What you need to do
A - Please copy the incentive plan text word for word.
B - Repeat the listing verbatim from the line with "In the photo above, where can the mottled" through the end of the listing.

═════ Article ═════

QUESTAR CORPORATION
ANNUAL MANAGEMENT INCENTIVE PLAN II
(as amended and restated effective January 1, 2015)
Section 1. Purpose.
The Questar Corporation Annual Management Incentive Plan II (the “Plan”) is designed to provide an incentive to the highest paid officers and key employees of Questar Corporation (the “Company”) and its affiliates to focus their best efforts to pursue and attain major organizational goals. The intent of the Plan is to place a significant portion of the eligible employee’s annual compensation at risk by tying it to specific measurable goals that drive long-term shareholder value.
Section 2. Definitions.
“Affiliate” means any entity that is treated as the same employer as the Company under Sections 414(b), (c), (m), or (o) of the Code, any entity required to be aggregated with the Company pursuant to regulations adopted under Section 409A of the Code, or any entity otherwise designated as an Affiliate by the Company.”

═════ Entries supplied ═════

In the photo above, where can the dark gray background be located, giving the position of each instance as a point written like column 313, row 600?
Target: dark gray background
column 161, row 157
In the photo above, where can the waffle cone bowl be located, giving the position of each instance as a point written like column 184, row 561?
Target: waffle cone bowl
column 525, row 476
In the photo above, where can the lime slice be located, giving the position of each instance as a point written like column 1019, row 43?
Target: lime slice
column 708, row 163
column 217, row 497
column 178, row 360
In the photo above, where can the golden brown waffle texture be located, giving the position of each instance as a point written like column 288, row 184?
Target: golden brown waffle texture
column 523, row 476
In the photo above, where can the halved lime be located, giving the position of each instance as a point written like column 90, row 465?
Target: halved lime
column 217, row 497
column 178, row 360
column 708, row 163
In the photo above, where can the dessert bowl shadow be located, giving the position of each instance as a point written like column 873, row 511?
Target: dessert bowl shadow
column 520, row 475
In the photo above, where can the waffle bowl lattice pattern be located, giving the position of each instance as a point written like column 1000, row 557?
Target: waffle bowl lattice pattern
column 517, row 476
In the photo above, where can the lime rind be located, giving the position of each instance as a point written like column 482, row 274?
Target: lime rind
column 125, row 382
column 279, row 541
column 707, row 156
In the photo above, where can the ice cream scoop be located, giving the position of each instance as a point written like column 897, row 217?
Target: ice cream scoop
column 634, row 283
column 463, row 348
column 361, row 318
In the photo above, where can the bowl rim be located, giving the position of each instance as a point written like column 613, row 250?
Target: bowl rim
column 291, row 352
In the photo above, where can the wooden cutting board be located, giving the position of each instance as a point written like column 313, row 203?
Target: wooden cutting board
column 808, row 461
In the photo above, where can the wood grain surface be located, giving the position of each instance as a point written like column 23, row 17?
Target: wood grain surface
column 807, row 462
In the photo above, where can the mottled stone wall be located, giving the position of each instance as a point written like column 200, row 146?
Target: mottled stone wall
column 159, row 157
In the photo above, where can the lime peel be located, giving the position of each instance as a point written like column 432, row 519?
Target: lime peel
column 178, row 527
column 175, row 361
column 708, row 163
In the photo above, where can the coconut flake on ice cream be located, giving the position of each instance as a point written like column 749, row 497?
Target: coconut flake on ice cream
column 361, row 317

═════

Results for the exercise
A -
QUESTAR CORPORATION
ANNUAL MANAGEMENT INCENTIVE PLAN II
(as amended and restated effective January 1, 2015)
Section 1. Purpose.
The Questar Corporation Annual Management Incentive Plan II (the “Plan”) is designed to provide an incentive to the highest paid officers and key employees of Questar Corporation (the “Company”) and its affiliates to focus their best efforts to pursue and attain major organizational goals. The intent of the Plan is to place a significant portion of the eligible employee’s annual compensation at risk by tying it to specific measurable goals that drive long-term shareholder value.
Section 2. Definitions.
“Affiliate” means any entity that is treated as the same employer as the Company under Sections 414(b), (c), (m), or (o) of the Code, any entity required to be aggregated with the Company pursuant to regulations adopted under Section 409A of the Code, or any entity otherwise designated as an Affiliate by the Company.”

B -
In the photo above, where can the mottled stone wall be located, giving the position of each instance as a point written like column 200, row 146?
Target: mottled stone wall
column 159, row 157
In the photo above, where can the lime peel be located, giving the position of each instance as a point written like column 432, row 519?
Target: lime peel
column 178, row 527
column 175, row 361
column 708, row 163
In the photo above, where can the coconut flake on ice cream be located, giving the position of each instance as a point written like column 749, row 497?
Target: coconut flake on ice cream
column 361, row 317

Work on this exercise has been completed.